--- begin Records for this exercise ---
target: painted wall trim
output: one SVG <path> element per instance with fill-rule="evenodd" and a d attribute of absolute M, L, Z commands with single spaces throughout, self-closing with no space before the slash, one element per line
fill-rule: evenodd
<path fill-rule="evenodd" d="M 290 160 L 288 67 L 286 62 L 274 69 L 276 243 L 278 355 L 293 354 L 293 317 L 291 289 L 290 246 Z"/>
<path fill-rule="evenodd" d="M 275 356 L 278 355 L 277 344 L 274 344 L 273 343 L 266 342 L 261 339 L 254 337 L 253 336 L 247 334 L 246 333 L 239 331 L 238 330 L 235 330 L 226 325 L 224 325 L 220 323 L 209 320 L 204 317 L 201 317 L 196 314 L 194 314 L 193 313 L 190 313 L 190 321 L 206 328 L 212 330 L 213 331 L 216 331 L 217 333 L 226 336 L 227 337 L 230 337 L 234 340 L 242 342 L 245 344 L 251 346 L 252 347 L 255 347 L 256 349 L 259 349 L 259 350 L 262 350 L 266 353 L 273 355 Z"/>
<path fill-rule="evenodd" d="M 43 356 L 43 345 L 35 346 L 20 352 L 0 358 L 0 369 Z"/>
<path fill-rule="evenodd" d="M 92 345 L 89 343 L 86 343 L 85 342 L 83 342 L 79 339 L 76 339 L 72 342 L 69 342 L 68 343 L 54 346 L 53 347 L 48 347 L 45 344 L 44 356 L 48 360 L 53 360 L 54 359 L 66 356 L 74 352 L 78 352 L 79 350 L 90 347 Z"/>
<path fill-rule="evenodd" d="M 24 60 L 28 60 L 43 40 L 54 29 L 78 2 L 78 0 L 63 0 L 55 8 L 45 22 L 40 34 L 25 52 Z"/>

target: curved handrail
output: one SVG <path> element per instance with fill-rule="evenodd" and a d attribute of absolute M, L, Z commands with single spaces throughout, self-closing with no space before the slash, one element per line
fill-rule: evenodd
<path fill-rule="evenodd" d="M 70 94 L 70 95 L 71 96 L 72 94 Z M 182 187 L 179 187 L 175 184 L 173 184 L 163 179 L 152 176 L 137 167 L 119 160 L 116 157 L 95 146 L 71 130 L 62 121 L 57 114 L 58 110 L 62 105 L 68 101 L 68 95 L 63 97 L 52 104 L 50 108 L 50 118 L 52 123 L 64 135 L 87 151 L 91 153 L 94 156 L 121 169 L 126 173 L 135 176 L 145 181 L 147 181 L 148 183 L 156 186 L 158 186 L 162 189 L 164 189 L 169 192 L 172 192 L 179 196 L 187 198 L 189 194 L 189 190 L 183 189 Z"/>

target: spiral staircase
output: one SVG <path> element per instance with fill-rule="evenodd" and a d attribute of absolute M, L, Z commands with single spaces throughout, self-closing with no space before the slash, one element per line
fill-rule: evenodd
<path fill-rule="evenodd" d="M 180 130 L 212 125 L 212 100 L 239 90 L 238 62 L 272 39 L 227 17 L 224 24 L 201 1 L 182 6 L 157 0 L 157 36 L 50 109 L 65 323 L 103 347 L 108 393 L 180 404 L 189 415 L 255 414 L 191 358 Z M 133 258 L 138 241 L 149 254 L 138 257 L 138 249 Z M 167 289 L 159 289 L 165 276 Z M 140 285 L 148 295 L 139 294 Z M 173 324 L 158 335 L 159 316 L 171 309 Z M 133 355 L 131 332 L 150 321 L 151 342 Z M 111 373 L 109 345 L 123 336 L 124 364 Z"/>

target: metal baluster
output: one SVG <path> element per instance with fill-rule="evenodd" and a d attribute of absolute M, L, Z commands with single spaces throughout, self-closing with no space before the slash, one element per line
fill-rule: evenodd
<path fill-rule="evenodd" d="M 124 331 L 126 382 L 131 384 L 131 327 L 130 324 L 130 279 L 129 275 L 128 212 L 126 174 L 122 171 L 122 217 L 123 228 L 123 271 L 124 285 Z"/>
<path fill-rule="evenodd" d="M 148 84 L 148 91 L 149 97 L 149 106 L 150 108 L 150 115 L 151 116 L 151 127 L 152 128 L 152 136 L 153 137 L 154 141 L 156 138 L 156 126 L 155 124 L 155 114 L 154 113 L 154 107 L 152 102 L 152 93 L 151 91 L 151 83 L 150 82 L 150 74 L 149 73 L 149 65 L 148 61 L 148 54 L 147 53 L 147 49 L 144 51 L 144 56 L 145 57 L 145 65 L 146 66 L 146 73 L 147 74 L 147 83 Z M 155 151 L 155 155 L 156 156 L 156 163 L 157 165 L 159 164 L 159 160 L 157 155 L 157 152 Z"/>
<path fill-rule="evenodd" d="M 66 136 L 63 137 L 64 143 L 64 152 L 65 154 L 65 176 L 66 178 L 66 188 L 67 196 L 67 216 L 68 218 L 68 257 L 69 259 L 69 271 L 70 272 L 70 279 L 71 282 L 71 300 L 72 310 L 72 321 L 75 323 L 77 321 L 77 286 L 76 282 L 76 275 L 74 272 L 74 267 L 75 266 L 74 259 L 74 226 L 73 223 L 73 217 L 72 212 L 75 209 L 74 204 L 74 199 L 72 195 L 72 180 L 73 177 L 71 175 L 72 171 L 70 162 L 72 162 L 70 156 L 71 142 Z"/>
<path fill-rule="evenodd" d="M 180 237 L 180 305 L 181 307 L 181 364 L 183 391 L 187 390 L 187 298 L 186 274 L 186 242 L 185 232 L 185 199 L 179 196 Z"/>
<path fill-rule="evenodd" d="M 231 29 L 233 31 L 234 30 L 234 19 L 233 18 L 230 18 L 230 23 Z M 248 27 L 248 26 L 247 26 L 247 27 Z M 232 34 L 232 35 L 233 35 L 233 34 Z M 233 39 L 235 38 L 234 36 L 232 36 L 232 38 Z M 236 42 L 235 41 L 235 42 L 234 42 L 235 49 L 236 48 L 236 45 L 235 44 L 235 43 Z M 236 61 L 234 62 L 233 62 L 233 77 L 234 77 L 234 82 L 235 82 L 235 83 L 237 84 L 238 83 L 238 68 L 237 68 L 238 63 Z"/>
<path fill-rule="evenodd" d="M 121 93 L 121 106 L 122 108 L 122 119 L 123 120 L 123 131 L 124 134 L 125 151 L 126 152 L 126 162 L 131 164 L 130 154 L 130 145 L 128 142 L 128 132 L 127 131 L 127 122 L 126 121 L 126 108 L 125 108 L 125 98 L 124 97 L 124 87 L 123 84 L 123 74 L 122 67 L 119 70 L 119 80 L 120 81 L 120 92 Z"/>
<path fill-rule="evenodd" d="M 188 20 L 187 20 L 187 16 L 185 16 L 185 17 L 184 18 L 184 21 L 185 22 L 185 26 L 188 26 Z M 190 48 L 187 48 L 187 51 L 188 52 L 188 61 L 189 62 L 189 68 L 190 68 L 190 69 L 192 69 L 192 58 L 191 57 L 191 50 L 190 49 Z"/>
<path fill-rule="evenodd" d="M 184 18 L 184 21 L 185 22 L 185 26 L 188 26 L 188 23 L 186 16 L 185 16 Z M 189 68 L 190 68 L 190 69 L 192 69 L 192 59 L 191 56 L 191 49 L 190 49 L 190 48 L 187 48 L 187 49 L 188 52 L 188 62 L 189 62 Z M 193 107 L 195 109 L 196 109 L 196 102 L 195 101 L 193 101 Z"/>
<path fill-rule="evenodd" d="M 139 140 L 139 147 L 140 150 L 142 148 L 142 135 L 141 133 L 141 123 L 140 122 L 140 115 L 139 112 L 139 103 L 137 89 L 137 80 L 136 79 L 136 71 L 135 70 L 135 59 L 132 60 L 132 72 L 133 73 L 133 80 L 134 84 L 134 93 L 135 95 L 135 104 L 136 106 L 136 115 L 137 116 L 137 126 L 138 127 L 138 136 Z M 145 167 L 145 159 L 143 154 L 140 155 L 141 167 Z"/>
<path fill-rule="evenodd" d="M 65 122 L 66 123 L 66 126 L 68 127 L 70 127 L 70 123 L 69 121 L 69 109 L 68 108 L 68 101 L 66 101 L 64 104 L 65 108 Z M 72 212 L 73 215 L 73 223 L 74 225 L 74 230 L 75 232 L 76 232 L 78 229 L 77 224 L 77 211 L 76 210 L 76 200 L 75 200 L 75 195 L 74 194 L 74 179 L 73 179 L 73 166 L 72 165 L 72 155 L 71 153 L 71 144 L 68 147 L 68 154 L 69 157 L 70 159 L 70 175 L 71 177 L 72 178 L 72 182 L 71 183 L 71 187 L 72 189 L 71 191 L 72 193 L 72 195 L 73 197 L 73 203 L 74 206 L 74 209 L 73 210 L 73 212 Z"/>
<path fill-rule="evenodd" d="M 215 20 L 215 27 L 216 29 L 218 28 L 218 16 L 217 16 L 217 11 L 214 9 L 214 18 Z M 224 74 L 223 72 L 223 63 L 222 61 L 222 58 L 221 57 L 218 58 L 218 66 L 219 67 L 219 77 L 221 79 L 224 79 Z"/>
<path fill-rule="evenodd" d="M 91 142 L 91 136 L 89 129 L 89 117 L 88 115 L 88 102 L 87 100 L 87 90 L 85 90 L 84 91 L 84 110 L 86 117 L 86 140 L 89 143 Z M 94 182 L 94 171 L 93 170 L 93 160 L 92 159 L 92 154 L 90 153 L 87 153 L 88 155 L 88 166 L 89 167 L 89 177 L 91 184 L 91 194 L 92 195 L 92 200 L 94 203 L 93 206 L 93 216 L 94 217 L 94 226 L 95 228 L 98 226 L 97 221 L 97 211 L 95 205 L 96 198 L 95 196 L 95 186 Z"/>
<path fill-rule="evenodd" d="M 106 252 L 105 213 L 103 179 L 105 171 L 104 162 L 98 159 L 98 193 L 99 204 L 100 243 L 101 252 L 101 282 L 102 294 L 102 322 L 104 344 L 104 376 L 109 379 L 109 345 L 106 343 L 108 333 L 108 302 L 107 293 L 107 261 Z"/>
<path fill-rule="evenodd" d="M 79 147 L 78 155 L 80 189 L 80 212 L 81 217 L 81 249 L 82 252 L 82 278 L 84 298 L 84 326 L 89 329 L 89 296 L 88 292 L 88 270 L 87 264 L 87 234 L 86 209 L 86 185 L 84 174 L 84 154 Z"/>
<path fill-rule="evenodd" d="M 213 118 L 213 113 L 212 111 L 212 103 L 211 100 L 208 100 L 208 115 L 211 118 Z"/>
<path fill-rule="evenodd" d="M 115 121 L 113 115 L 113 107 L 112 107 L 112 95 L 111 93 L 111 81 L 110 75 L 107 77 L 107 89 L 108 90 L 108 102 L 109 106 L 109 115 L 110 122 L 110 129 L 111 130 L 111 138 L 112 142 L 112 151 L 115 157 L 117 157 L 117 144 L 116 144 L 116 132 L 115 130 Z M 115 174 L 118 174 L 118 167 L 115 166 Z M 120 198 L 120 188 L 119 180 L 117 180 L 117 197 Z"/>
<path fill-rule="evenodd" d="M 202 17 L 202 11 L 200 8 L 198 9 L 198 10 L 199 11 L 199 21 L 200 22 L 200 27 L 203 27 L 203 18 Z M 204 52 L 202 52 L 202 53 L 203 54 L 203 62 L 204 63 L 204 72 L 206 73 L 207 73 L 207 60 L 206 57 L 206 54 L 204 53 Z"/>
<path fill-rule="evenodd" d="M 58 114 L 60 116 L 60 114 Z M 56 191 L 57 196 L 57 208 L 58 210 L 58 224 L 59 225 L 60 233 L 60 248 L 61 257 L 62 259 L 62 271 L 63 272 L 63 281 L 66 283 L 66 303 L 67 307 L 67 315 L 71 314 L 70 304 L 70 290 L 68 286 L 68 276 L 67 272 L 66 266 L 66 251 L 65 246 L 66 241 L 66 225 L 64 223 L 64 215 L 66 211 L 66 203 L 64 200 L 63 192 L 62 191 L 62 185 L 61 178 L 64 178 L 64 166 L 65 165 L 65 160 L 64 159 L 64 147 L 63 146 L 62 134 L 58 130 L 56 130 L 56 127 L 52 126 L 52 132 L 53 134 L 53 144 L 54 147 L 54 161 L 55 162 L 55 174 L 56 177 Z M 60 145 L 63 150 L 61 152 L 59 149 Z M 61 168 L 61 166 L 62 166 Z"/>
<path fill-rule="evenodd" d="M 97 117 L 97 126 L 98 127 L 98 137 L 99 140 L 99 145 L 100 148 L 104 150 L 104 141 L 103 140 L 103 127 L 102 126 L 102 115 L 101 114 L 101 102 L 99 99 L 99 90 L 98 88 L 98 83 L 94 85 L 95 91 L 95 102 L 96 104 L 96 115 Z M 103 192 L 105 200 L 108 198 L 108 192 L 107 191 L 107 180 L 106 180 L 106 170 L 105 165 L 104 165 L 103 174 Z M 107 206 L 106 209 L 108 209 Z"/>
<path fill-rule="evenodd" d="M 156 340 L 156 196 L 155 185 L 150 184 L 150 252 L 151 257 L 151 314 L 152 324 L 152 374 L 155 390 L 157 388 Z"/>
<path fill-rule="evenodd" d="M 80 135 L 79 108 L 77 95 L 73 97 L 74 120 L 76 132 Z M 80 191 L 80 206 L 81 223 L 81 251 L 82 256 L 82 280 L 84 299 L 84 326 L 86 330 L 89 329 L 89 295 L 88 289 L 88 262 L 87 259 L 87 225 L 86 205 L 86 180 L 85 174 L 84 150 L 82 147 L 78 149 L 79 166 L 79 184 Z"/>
--- end Records for this exercise ---
Task directions
Which lines above contain the string "target", with uppercase and lowercase counted as different? Gather each of those lines and copy it in full.

Output of the exercise
target: painted wall trim
target: curved handrail
target: spiral staircase
target: metal baluster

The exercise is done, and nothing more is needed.